**RECORDS PROVIDED**
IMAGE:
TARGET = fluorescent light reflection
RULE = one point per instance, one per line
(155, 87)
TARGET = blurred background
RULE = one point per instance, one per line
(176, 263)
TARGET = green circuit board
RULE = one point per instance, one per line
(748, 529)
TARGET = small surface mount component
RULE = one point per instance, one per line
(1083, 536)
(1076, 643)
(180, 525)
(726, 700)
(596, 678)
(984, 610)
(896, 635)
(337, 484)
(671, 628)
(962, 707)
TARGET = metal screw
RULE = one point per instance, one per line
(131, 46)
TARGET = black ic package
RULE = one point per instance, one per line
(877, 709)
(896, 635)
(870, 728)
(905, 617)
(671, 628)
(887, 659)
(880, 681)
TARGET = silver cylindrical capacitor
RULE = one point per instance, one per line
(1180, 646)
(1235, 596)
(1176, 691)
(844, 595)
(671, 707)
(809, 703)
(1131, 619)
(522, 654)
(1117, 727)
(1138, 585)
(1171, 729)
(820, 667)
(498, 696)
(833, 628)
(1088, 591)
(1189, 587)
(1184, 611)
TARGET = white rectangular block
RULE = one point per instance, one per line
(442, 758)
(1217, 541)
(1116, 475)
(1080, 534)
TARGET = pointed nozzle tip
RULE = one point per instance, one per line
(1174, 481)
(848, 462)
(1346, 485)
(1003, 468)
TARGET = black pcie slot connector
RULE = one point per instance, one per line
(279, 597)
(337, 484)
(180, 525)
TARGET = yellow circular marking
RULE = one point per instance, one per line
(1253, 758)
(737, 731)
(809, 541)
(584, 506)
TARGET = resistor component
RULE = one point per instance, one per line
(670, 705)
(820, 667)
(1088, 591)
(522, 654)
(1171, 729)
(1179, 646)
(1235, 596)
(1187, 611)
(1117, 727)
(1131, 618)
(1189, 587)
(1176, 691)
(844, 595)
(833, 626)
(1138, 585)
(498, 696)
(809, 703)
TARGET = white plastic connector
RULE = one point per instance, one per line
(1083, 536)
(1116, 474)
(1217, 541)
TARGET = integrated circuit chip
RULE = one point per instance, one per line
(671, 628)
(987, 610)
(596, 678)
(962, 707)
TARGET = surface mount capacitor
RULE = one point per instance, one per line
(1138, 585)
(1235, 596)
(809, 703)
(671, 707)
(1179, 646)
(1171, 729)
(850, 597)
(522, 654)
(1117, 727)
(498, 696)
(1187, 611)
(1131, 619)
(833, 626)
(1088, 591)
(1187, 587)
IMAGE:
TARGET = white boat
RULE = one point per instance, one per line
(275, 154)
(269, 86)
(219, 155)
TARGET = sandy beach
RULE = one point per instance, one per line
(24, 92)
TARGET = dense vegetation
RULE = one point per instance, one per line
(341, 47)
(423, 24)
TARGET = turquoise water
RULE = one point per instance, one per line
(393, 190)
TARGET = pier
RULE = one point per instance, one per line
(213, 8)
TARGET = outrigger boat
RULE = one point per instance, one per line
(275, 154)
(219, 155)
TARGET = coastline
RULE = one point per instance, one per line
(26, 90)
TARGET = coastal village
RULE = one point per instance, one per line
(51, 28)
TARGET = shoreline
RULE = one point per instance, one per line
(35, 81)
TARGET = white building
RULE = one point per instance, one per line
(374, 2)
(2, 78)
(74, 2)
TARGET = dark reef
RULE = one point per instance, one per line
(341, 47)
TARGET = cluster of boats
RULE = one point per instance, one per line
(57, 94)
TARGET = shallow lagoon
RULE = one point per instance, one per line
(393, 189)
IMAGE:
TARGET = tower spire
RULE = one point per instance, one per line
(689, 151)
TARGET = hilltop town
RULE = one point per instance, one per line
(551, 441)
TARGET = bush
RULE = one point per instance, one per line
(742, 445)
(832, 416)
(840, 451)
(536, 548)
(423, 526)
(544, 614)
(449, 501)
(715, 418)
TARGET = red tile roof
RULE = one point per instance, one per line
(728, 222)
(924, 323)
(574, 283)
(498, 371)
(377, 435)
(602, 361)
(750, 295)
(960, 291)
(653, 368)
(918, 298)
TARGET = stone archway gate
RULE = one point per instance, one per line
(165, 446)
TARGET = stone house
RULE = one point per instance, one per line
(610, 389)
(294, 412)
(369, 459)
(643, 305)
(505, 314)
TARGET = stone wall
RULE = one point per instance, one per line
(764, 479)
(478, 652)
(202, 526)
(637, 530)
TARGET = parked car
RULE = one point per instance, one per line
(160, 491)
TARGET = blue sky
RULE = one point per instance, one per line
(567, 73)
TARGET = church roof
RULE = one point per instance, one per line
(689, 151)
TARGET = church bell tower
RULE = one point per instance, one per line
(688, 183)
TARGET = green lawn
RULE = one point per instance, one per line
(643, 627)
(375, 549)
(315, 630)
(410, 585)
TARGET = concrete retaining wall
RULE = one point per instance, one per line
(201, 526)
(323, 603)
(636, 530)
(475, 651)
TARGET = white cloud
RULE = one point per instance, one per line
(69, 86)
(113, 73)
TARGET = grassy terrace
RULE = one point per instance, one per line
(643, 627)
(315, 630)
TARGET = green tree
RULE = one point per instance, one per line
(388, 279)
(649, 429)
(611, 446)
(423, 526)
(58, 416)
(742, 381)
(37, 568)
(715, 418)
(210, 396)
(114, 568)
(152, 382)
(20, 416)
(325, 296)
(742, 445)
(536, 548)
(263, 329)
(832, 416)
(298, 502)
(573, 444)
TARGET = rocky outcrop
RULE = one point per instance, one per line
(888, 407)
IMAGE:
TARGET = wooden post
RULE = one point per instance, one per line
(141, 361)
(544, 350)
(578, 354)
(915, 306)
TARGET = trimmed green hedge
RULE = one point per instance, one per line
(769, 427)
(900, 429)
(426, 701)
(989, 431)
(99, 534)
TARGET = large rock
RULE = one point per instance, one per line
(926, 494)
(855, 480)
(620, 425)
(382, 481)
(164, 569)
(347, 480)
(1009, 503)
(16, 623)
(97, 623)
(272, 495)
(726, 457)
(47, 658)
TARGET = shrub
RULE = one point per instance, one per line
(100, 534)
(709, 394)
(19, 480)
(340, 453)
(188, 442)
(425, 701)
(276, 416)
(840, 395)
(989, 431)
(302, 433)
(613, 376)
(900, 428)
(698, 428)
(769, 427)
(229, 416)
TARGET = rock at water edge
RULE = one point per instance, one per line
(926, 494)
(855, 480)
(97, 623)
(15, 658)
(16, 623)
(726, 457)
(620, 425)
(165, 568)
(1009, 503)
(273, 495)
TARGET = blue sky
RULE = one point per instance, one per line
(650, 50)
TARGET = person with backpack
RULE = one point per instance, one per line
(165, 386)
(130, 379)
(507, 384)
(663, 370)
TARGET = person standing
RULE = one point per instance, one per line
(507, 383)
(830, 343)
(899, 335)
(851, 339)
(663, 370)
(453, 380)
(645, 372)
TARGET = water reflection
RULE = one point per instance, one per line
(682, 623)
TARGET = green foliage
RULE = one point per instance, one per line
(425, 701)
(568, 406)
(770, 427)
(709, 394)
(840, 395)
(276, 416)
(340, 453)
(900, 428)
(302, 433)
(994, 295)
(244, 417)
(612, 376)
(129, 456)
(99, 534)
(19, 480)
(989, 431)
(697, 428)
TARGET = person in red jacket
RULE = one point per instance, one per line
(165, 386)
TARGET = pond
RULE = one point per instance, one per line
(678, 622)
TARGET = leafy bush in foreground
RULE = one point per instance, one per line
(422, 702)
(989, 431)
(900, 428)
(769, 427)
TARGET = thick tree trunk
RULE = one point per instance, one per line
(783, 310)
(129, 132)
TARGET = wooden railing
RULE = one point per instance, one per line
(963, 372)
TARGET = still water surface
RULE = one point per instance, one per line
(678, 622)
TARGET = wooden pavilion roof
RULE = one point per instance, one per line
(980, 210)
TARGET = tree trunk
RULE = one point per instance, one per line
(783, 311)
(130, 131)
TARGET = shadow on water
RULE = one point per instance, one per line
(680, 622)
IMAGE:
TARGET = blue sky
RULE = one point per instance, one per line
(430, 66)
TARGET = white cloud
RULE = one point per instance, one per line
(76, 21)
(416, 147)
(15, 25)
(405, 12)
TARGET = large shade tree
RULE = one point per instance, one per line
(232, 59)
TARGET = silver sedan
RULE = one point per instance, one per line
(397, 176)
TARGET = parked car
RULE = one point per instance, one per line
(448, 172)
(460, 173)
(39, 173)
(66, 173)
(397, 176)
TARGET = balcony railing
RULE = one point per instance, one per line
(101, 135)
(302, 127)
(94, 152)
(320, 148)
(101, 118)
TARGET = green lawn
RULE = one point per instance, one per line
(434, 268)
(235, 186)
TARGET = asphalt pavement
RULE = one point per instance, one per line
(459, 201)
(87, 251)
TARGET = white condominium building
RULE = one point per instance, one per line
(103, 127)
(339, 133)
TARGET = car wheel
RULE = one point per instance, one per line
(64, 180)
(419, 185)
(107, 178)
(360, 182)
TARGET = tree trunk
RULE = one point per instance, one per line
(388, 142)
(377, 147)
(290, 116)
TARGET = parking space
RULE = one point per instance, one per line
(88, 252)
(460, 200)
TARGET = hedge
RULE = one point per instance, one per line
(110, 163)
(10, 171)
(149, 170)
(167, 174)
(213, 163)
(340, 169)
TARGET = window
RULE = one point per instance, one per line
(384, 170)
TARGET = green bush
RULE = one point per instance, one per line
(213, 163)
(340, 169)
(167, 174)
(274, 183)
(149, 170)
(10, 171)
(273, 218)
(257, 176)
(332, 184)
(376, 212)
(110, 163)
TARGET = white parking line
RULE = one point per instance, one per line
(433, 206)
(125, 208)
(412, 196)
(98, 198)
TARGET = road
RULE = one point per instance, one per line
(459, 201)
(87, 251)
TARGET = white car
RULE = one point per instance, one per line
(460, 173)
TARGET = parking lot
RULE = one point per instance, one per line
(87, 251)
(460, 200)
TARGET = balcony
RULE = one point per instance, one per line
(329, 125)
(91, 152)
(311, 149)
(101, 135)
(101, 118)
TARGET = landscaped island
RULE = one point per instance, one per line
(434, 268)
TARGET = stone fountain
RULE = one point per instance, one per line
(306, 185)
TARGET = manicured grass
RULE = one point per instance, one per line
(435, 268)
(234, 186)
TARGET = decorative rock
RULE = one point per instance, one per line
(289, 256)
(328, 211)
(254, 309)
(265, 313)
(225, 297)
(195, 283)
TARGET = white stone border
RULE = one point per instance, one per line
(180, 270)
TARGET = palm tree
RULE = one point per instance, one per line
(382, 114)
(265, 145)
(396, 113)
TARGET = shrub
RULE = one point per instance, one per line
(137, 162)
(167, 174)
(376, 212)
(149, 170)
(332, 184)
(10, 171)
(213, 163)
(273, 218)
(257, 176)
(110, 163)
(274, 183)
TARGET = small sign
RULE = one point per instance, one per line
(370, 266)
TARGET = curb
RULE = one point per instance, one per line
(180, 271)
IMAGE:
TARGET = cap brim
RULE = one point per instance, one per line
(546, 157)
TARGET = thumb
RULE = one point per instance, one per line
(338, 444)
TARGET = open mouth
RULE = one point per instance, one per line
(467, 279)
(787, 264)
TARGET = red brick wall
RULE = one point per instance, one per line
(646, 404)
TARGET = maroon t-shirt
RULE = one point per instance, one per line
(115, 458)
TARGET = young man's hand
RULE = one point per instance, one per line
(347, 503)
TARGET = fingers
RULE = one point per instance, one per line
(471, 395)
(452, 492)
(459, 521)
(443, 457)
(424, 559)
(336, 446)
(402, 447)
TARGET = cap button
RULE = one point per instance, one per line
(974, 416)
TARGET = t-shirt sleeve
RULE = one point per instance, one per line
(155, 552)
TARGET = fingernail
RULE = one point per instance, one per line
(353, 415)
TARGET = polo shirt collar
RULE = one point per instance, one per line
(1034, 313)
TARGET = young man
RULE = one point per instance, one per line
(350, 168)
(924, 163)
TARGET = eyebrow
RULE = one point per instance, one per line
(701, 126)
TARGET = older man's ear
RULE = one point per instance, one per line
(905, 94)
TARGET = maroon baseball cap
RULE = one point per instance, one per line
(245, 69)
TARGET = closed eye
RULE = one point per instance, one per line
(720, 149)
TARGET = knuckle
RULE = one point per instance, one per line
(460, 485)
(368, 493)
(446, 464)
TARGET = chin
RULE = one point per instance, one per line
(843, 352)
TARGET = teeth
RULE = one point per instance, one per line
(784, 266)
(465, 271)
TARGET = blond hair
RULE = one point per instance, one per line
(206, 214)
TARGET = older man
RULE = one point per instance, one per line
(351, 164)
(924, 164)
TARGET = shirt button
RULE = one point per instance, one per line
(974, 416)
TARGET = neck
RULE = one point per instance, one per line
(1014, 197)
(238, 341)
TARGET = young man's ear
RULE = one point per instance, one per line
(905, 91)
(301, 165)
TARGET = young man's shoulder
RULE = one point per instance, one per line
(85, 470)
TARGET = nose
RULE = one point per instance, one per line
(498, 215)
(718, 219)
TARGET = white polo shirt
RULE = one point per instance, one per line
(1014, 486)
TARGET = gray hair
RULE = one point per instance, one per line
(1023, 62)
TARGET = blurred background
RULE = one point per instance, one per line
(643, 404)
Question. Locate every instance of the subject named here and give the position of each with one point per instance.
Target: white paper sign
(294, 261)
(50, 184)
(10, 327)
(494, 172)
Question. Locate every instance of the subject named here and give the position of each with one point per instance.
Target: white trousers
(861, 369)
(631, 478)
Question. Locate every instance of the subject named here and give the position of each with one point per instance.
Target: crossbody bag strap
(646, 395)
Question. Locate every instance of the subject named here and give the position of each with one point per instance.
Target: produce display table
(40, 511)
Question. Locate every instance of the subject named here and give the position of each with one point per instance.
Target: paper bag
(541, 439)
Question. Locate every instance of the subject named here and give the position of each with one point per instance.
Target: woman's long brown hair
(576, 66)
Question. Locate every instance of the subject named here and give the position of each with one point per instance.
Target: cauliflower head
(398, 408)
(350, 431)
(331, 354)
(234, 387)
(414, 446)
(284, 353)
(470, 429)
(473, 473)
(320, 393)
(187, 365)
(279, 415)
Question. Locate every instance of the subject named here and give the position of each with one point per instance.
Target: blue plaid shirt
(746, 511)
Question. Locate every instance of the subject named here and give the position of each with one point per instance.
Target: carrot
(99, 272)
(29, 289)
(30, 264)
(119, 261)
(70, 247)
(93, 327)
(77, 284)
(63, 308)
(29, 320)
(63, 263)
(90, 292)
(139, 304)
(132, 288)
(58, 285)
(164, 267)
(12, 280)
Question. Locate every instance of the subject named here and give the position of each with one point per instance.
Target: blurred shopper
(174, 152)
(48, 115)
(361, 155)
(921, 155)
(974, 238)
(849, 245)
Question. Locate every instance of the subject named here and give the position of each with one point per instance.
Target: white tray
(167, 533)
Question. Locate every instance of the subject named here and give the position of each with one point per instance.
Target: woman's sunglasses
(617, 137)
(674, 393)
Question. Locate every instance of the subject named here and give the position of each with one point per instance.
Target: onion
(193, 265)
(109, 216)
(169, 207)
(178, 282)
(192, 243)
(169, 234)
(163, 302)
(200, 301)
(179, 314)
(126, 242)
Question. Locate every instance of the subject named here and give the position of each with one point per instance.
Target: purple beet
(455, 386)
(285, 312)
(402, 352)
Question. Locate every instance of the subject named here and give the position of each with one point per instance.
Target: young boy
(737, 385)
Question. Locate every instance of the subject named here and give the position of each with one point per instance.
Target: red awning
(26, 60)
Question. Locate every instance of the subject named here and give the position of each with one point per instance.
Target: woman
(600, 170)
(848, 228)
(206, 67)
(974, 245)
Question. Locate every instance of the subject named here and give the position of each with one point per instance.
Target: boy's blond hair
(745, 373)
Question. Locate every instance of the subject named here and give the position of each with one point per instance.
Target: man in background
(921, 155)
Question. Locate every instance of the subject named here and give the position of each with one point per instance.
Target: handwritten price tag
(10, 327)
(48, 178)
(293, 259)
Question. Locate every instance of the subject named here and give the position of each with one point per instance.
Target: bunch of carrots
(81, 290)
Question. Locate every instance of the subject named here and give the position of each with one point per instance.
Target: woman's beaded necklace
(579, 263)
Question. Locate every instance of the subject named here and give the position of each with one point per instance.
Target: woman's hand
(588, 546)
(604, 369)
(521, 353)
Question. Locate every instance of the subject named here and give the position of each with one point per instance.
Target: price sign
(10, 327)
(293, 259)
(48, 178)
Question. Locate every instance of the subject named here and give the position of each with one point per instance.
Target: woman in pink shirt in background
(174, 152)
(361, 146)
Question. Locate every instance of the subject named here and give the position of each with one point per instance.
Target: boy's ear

**TASK OBJECTIVE**
Repeat the items word for word, from their first line up to and including the line with "(1187, 587)".

**OUTPUT OF THE EXERCISE**
IMAGE:
TARGET = fluorescent light reflection
RULE = one point per instance, one per line
(155, 87)
TARGET = blurred background
RULE = one point per instance, one per line
(176, 263)
TARGET = green circuit board
RULE = one point per instance, one per line
(748, 529)
TARGET = small surface mount component
RULE = one point per instance, one per line
(1083, 536)
(1076, 643)
(180, 525)
(726, 700)
(596, 678)
(984, 610)
(896, 635)
(337, 484)
(671, 628)
(962, 707)
TARGET = metal screw
RULE = one point per instance, one per line
(131, 46)
TARGET = black ic package
RULE = one point per instance, one per line
(877, 709)
(896, 635)
(870, 728)
(905, 617)
(671, 628)
(887, 659)
(880, 681)
TARGET = silver cylindrical capacitor
RULE = one point per instance, one per line
(1180, 646)
(1235, 596)
(1176, 691)
(844, 595)
(671, 707)
(809, 703)
(1131, 619)
(522, 654)
(1117, 727)
(1138, 585)
(1171, 729)
(820, 667)
(498, 696)
(833, 628)
(1088, 591)
(1189, 587)
(1184, 611)
TARGET = white rectangular block
RULE = one point per instance, one per line
(442, 758)
(1217, 541)
(1116, 475)
(1080, 534)
TARGET = pointed nozzle tip
RULE = one point per instance, one per line
(1174, 481)
(848, 462)
(1346, 485)
(1003, 468)
TARGET = black pcie slot connector
RULE = one point per instance, one per line
(279, 597)
(337, 484)
(180, 525)
TARGET = yellow circular marking
RULE = one point per instance, one per line
(1253, 758)
(737, 731)
(809, 541)
(584, 506)
TARGET = resistor component
RULE = one point per instance, one per line
(670, 705)
(820, 667)
(1088, 591)
(522, 654)
(1171, 729)
(1179, 646)
(1235, 596)
(1187, 611)
(1117, 727)
(1131, 618)
(1189, 587)
(1176, 691)
(844, 595)
(833, 626)
(1138, 585)
(498, 696)
(809, 703)
TARGET = white plastic connector
RULE = one point per instance, one per line
(1083, 536)
(1116, 474)
(1217, 541)
TARGET = integrated circuit chip
RULE = one point per instance, one per line
(671, 628)
(987, 610)
(596, 678)
(962, 707)
TARGET = surface mount capacitor
RULE = one point per instance, one per line
(1138, 585)
(1235, 596)
(809, 703)
(671, 707)
(1179, 646)
(1171, 729)
(850, 597)
(522, 654)
(1117, 727)
(498, 696)
(1187, 611)
(1131, 619)
(833, 626)
(1088, 591)
(1187, 587)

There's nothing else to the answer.